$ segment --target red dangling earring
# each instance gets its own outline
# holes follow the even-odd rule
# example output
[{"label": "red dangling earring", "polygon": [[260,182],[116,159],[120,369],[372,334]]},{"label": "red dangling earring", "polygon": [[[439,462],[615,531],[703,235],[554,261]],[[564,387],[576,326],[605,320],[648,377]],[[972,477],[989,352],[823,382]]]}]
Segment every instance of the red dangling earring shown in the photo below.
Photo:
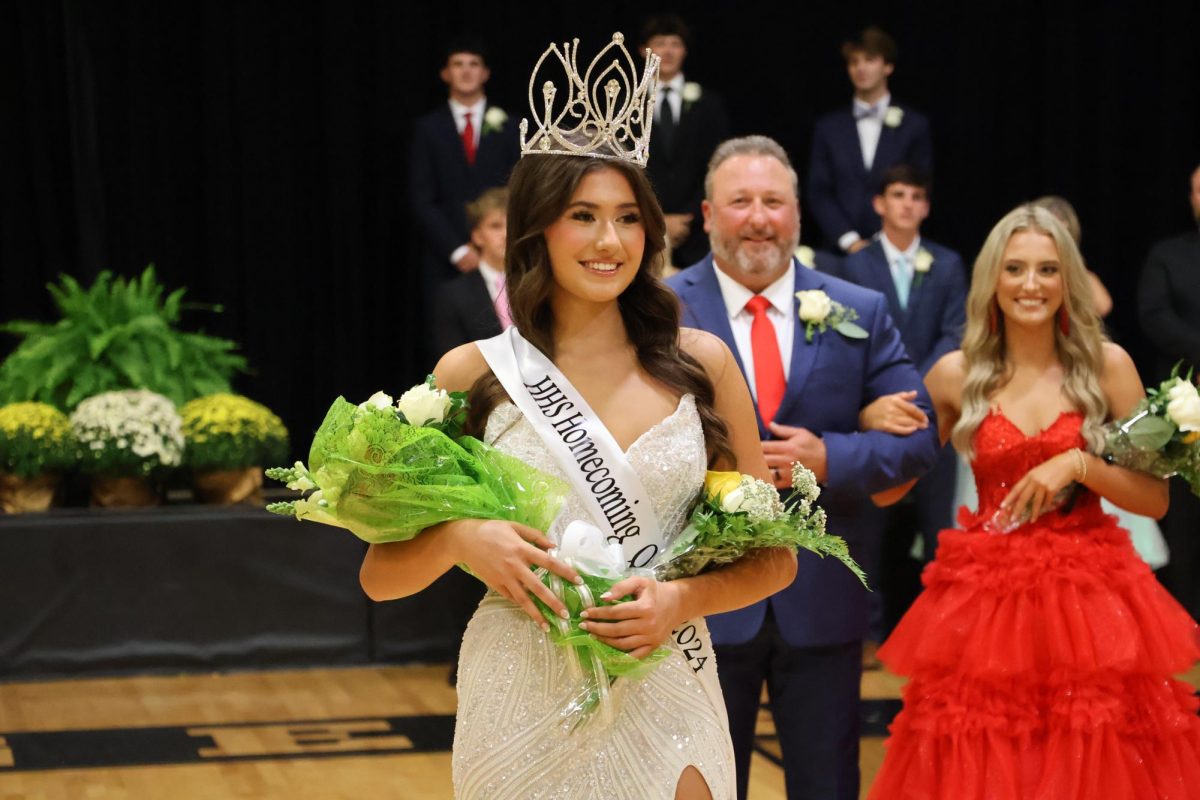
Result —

:::

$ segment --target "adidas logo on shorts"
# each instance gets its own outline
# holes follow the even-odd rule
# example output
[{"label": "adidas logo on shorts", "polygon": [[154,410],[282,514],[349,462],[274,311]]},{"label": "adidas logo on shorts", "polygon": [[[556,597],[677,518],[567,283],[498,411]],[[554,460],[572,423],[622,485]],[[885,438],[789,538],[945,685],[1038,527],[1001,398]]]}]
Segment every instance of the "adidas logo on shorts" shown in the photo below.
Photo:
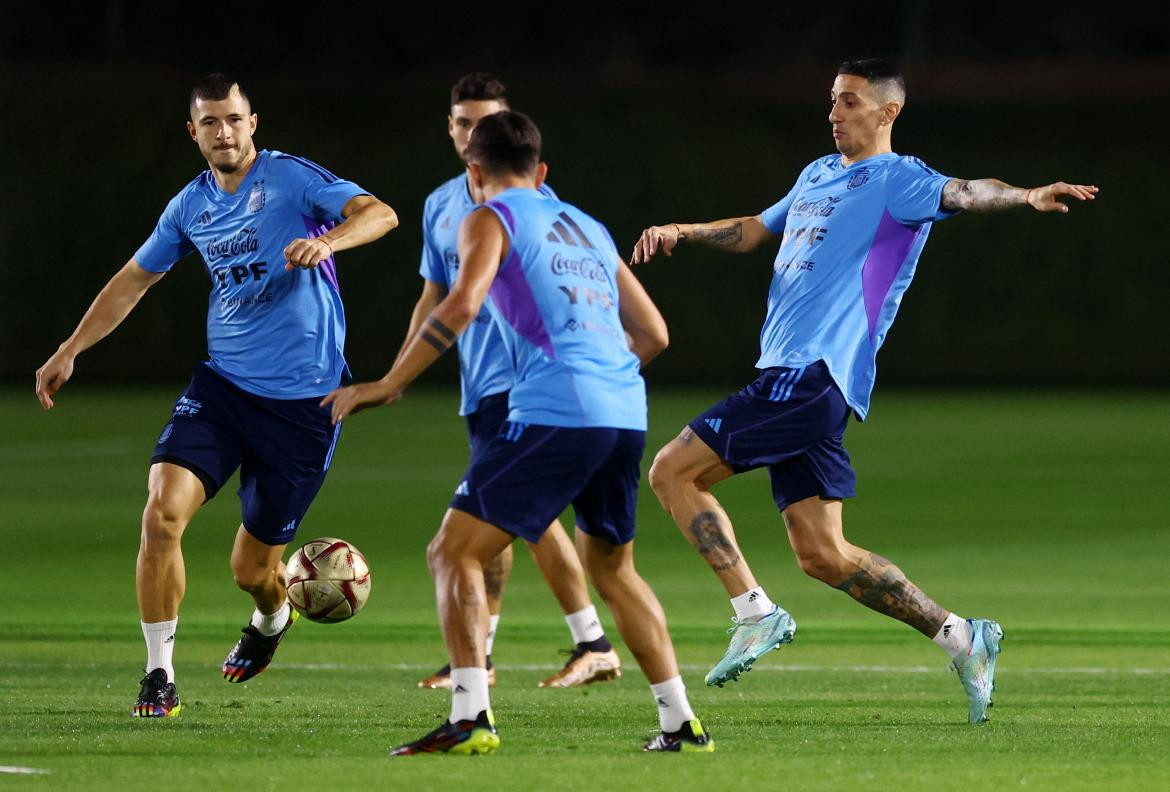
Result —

:::

- What needs to be done: Note every line in the material with "shorts" and copy it.

- Answer box:
$ segment --target "adidas logo on shorts"
[{"label": "adidas logo on shorts", "polygon": [[154,410],[282,514],[349,462],[274,311]]},{"label": "adidas logo on shorts", "polygon": [[[556,597],[677,518],[567,283],[498,411]],[[554,460],[572,423],[622,485]],[[885,438],[789,538],[945,685],[1038,527],[1001,398]]]}]
Segment every instance of the "adidas logo on shorts" shown in the photo below.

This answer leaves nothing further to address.